Reproduce exactly the lines from the one containing "Expected: for each instance of the brown fur" through the end of the entries, including both. Drop the pictures.

_Object pointing dataset rows_
──────────────────────────────

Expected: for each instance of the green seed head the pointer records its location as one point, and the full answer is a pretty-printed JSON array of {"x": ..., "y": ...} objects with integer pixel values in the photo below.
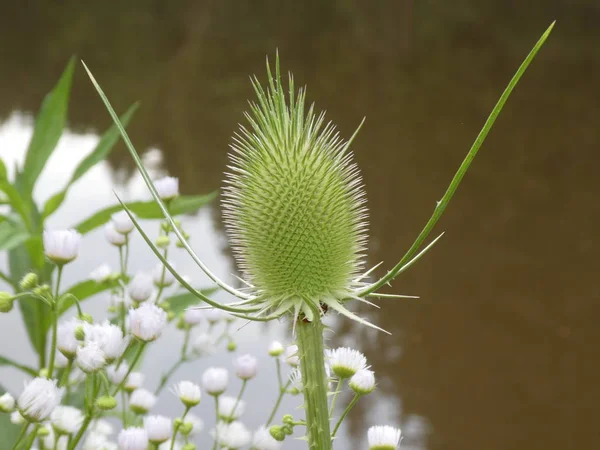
[{"x": 294, "y": 203}]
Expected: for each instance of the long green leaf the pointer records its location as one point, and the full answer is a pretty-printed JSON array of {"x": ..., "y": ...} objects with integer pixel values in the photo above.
[
  {"x": 146, "y": 210},
  {"x": 4, "y": 361},
  {"x": 460, "y": 173},
  {"x": 83, "y": 291},
  {"x": 102, "y": 150},
  {"x": 11, "y": 235},
  {"x": 180, "y": 302},
  {"x": 49, "y": 126}
]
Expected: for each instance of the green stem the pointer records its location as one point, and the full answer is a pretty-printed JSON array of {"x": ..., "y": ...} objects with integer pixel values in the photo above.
[
  {"x": 338, "y": 388},
  {"x": 314, "y": 379},
  {"x": 345, "y": 413},
  {"x": 131, "y": 366},
  {"x": 282, "y": 391},
  {"x": 54, "y": 318},
  {"x": 21, "y": 435}
]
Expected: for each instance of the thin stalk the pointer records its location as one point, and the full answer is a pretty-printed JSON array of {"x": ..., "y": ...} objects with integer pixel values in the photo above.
[
  {"x": 54, "y": 318},
  {"x": 311, "y": 351},
  {"x": 22, "y": 434},
  {"x": 345, "y": 413},
  {"x": 338, "y": 388}
]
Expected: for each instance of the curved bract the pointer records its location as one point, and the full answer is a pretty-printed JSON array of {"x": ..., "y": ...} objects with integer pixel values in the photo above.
[{"x": 294, "y": 204}]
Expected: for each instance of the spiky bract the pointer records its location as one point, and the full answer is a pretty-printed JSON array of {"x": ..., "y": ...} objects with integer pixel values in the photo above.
[{"x": 294, "y": 204}]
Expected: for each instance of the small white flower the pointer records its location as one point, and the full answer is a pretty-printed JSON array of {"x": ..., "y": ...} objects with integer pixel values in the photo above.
[
  {"x": 232, "y": 435},
  {"x": 61, "y": 246},
  {"x": 215, "y": 380},
  {"x": 230, "y": 408},
  {"x": 141, "y": 287},
  {"x": 290, "y": 355},
  {"x": 133, "y": 438},
  {"x": 109, "y": 338},
  {"x": 363, "y": 382},
  {"x": 116, "y": 375},
  {"x": 275, "y": 349},
  {"x": 66, "y": 342},
  {"x": 345, "y": 362},
  {"x": 66, "y": 419},
  {"x": 141, "y": 401},
  {"x": 246, "y": 367},
  {"x": 16, "y": 418},
  {"x": 197, "y": 424},
  {"x": 193, "y": 316},
  {"x": 203, "y": 345},
  {"x": 134, "y": 381},
  {"x": 122, "y": 222},
  {"x": 90, "y": 357},
  {"x": 213, "y": 315},
  {"x": 383, "y": 438},
  {"x": 7, "y": 402},
  {"x": 101, "y": 273},
  {"x": 167, "y": 187},
  {"x": 188, "y": 392},
  {"x": 147, "y": 322},
  {"x": 262, "y": 440},
  {"x": 158, "y": 428},
  {"x": 101, "y": 426},
  {"x": 113, "y": 236},
  {"x": 162, "y": 277},
  {"x": 38, "y": 399},
  {"x": 60, "y": 361}
]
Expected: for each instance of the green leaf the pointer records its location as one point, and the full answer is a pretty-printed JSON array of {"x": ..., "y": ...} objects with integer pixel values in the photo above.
[
  {"x": 83, "y": 291},
  {"x": 102, "y": 150},
  {"x": 146, "y": 210},
  {"x": 49, "y": 125},
  {"x": 462, "y": 170},
  {"x": 180, "y": 302},
  {"x": 11, "y": 235},
  {"x": 4, "y": 361}
]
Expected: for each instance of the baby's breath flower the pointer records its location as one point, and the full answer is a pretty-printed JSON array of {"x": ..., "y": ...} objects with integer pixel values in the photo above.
[
  {"x": 345, "y": 362},
  {"x": 141, "y": 401},
  {"x": 363, "y": 382},
  {"x": 90, "y": 357},
  {"x": 188, "y": 392},
  {"x": 262, "y": 440},
  {"x": 167, "y": 187},
  {"x": 38, "y": 399},
  {"x": 101, "y": 273},
  {"x": 141, "y": 287},
  {"x": 215, "y": 380},
  {"x": 134, "y": 381},
  {"x": 133, "y": 438},
  {"x": 158, "y": 428},
  {"x": 290, "y": 355},
  {"x": 122, "y": 222},
  {"x": 7, "y": 402},
  {"x": 113, "y": 236},
  {"x": 147, "y": 322},
  {"x": 61, "y": 246},
  {"x": 66, "y": 419},
  {"x": 245, "y": 366},
  {"x": 276, "y": 349},
  {"x": 230, "y": 408},
  {"x": 383, "y": 438}
]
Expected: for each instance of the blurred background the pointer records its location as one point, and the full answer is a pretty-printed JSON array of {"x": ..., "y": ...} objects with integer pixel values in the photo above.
[{"x": 501, "y": 350}]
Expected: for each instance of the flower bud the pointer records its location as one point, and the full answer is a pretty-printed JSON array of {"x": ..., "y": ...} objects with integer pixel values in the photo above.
[
  {"x": 162, "y": 242},
  {"x": 277, "y": 433},
  {"x": 6, "y": 302},
  {"x": 29, "y": 281},
  {"x": 106, "y": 403}
]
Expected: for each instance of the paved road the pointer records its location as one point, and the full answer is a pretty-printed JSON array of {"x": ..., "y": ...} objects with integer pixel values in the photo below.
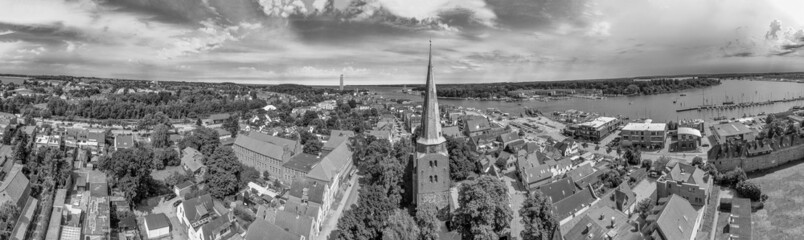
[{"x": 346, "y": 201}]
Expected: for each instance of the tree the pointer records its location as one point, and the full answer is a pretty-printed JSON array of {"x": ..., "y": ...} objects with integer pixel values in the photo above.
[
  {"x": 750, "y": 190},
  {"x": 132, "y": 168},
  {"x": 462, "y": 160},
  {"x": 427, "y": 219},
  {"x": 223, "y": 176},
  {"x": 368, "y": 218},
  {"x": 733, "y": 177},
  {"x": 644, "y": 207},
  {"x": 205, "y": 140},
  {"x": 232, "y": 124},
  {"x": 160, "y": 137},
  {"x": 537, "y": 217},
  {"x": 697, "y": 161},
  {"x": 770, "y": 119},
  {"x": 401, "y": 226},
  {"x": 484, "y": 212}
]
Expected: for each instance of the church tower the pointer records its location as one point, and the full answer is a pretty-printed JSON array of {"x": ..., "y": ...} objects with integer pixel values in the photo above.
[{"x": 431, "y": 176}]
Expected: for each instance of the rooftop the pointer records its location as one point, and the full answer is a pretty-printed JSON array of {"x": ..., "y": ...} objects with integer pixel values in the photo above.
[
  {"x": 645, "y": 127},
  {"x": 598, "y": 122}
]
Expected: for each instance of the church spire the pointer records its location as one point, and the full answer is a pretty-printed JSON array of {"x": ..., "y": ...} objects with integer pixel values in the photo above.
[{"x": 431, "y": 121}]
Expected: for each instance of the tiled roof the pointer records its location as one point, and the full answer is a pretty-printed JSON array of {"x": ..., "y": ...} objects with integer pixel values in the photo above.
[
  {"x": 192, "y": 158},
  {"x": 294, "y": 223},
  {"x": 263, "y": 148},
  {"x": 194, "y": 209},
  {"x": 314, "y": 190},
  {"x": 574, "y": 203},
  {"x": 558, "y": 190},
  {"x": 302, "y": 162},
  {"x": 677, "y": 218},
  {"x": 263, "y": 230},
  {"x": 157, "y": 221}
]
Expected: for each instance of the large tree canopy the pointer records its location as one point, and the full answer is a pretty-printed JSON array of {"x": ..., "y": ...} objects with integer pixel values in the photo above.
[{"x": 484, "y": 212}]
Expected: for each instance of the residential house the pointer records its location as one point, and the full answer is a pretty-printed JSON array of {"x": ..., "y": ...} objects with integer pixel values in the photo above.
[
  {"x": 205, "y": 219},
  {"x": 646, "y": 135},
  {"x": 672, "y": 219},
  {"x": 123, "y": 142},
  {"x": 15, "y": 187},
  {"x": 475, "y": 126},
  {"x": 261, "y": 229},
  {"x": 597, "y": 129},
  {"x": 215, "y": 120},
  {"x": 567, "y": 147},
  {"x": 157, "y": 226},
  {"x": 687, "y": 139},
  {"x": 734, "y": 131},
  {"x": 192, "y": 161},
  {"x": 686, "y": 181},
  {"x": 265, "y": 152}
]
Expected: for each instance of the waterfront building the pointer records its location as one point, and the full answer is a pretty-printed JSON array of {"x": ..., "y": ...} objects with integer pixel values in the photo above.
[
  {"x": 734, "y": 131},
  {"x": 687, "y": 139},
  {"x": 597, "y": 129},
  {"x": 265, "y": 152},
  {"x": 431, "y": 177},
  {"x": 686, "y": 181},
  {"x": 646, "y": 135},
  {"x": 674, "y": 218}
]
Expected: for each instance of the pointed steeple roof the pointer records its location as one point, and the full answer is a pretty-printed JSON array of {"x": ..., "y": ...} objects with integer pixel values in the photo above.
[{"x": 431, "y": 121}]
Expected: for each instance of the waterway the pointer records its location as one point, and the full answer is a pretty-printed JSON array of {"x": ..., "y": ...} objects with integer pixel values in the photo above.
[{"x": 659, "y": 107}]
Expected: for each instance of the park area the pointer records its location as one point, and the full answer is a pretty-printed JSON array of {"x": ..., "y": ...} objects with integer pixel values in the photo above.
[{"x": 784, "y": 210}]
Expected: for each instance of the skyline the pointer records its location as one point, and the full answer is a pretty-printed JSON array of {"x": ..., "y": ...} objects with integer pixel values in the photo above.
[{"x": 376, "y": 42}]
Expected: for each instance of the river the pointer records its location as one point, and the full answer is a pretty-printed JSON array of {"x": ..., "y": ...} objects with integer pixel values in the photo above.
[{"x": 659, "y": 107}]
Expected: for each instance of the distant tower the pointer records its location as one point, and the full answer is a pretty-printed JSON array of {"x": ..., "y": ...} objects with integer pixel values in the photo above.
[{"x": 431, "y": 176}]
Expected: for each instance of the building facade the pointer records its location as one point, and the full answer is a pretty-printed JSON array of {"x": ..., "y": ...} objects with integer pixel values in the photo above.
[{"x": 646, "y": 135}]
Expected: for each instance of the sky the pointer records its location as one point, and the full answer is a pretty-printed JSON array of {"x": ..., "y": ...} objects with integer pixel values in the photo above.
[{"x": 374, "y": 42}]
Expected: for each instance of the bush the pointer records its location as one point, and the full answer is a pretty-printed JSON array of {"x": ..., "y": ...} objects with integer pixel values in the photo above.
[{"x": 750, "y": 190}]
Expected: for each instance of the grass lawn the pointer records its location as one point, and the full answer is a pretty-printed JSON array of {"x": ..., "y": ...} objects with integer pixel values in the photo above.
[{"x": 784, "y": 211}]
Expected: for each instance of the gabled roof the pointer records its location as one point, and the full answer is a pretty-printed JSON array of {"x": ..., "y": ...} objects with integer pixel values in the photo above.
[
  {"x": 587, "y": 229},
  {"x": 157, "y": 221},
  {"x": 572, "y": 204},
  {"x": 124, "y": 141},
  {"x": 307, "y": 189},
  {"x": 268, "y": 149},
  {"x": 452, "y": 131},
  {"x": 192, "y": 158},
  {"x": 581, "y": 172},
  {"x": 294, "y": 223},
  {"x": 474, "y": 124},
  {"x": 677, "y": 218},
  {"x": 558, "y": 190},
  {"x": 302, "y": 162},
  {"x": 196, "y": 208},
  {"x": 336, "y": 138},
  {"x": 263, "y": 230}
]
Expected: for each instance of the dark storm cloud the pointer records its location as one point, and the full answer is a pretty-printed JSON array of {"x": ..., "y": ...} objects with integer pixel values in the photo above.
[
  {"x": 49, "y": 34},
  {"x": 194, "y": 11},
  {"x": 534, "y": 14}
]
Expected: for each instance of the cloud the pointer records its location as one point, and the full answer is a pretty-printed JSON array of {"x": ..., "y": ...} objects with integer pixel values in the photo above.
[{"x": 775, "y": 27}]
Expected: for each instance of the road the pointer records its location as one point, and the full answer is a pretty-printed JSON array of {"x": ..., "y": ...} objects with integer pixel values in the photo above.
[{"x": 346, "y": 201}]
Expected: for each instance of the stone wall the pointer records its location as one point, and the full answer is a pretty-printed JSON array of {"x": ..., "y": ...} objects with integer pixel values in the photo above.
[{"x": 750, "y": 164}]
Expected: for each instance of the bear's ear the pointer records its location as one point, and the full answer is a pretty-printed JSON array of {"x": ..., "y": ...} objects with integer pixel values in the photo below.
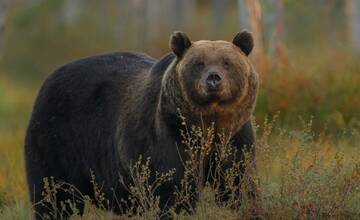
[
  {"x": 179, "y": 42},
  {"x": 245, "y": 41}
]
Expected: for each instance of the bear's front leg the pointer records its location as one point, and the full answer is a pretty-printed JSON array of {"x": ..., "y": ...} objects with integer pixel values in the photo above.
[{"x": 234, "y": 175}]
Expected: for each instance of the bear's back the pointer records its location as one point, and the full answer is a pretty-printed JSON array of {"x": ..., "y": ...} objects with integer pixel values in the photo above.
[{"x": 76, "y": 111}]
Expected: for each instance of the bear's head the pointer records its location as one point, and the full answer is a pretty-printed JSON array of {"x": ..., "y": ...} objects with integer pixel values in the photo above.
[{"x": 215, "y": 80}]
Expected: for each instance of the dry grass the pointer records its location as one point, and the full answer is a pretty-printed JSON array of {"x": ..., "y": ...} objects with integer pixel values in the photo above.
[{"x": 299, "y": 175}]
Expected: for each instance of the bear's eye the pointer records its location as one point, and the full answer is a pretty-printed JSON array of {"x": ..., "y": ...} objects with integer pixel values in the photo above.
[
  {"x": 226, "y": 63},
  {"x": 200, "y": 64}
]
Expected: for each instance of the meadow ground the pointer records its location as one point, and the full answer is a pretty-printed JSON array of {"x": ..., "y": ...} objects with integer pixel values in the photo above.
[{"x": 308, "y": 163}]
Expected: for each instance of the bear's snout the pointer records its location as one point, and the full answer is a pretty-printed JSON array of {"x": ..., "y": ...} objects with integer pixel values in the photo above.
[{"x": 213, "y": 81}]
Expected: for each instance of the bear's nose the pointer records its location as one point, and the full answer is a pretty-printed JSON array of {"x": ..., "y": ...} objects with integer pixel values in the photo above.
[{"x": 213, "y": 80}]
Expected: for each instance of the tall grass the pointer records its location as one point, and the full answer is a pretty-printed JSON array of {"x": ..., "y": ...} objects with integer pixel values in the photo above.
[{"x": 299, "y": 175}]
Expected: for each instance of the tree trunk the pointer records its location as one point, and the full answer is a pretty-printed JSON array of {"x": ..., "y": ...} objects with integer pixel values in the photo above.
[
  {"x": 3, "y": 10},
  {"x": 253, "y": 20}
]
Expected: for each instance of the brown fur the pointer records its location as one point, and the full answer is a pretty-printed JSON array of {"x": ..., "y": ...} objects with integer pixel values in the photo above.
[{"x": 229, "y": 115}]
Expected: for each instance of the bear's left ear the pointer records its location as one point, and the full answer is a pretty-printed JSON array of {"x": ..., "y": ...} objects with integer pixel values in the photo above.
[
  {"x": 245, "y": 41},
  {"x": 179, "y": 43}
]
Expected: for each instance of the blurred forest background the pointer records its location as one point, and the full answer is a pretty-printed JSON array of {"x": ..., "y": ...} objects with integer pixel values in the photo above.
[{"x": 307, "y": 54}]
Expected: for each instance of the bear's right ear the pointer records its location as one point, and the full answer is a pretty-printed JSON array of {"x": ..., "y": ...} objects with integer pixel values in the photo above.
[{"x": 179, "y": 43}]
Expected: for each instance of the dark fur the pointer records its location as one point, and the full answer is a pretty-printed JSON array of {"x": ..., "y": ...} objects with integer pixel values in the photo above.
[{"x": 100, "y": 113}]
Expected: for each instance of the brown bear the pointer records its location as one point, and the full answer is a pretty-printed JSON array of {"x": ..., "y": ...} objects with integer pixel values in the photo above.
[{"x": 96, "y": 115}]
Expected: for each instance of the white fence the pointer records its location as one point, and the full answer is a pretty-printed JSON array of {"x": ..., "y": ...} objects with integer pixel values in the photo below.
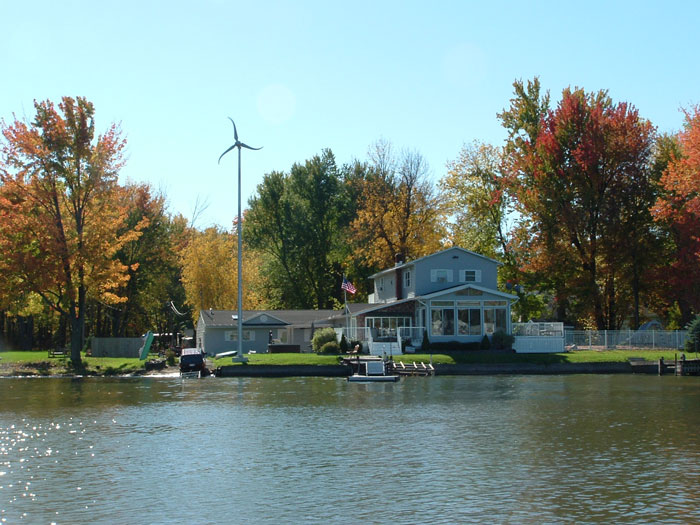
[
  {"x": 538, "y": 338},
  {"x": 625, "y": 339}
]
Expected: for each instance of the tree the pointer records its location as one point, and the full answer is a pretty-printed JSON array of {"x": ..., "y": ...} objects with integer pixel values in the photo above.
[
  {"x": 210, "y": 270},
  {"x": 296, "y": 222},
  {"x": 61, "y": 219},
  {"x": 475, "y": 200},
  {"x": 578, "y": 178},
  {"x": 399, "y": 211},
  {"x": 678, "y": 209}
]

──────────────────────────────

_Solution to this task_
Expected: for each instance of the brown fur the pointer records its location as one point, and the full answer is a pretty-printed JSON array of {"x": ..., "y": ...} objects with integer pixel values in the photo above.
[{"x": 229, "y": 115}]
Expected: for each instance of the bear's left ear the pointer records its location as one point, and the full answer is a pretty-printed JSON array of {"x": ..., "y": ...} objects with integer pixel values in the photo above.
[
  {"x": 245, "y": 41},
  {"x": 179, "y": 43}
]
Expected: for each instance of the blurred forest background the pointer records its location as one point, and the full answer is a pretty-printed JSON array of {"x": ..., "y": ...} objects with integer pixel values in the photo above.
[{"x": 307, "y": 54}]
Expected: for each instance of the bear's right ear the pointer records its location as one point, and the full answer is a pretty-printed JSON array of {"x": ..., "y": ...} objects with integer pixel values in the photo above.
[{"x": 179, "y": 43}]
Expected: for each instance of the dark fur the pointer records its location as one point, and the full answer is a pretty-printed JSON array of {"x": ..., "y": ...} objects with integer pixel values in the photo above.
[{"x": 100, "y": 113}]
Expected: for each instance of the brown bear the pointer records its location as one point, and the full answer is a pretty-printed JSON array of {"x": ..., "y": ...} objects with integer pixel values in the photo above.
[{"x": 96, "y": 115}]
Expected: for each instance of the white fence the pointer records its location as one point, and the full answer is a pretty-printed JSON array of {"x": ..., "y": ...} objects with integer pixel values in the photo below.
[
  {"x": 538, "y": 338},
  {"x": 625, "y": 339}
]
Expected: for each instance of the tree the pointer records its location as one point, and the full answer is a pretty-printed JSON array of {"x": ..., "y": ...} objects with integer pixel values in the photo above.
[
  {"x": 210, "y": 270},
  {"x": 296, "y": 222},
  {"x": 61, "y": 219},
  {"x": 475, "y": 200},
  {"x": 578, "y": 178},
  {"x": 399, "y": 211},
  {"x": 678, "y": 209}
]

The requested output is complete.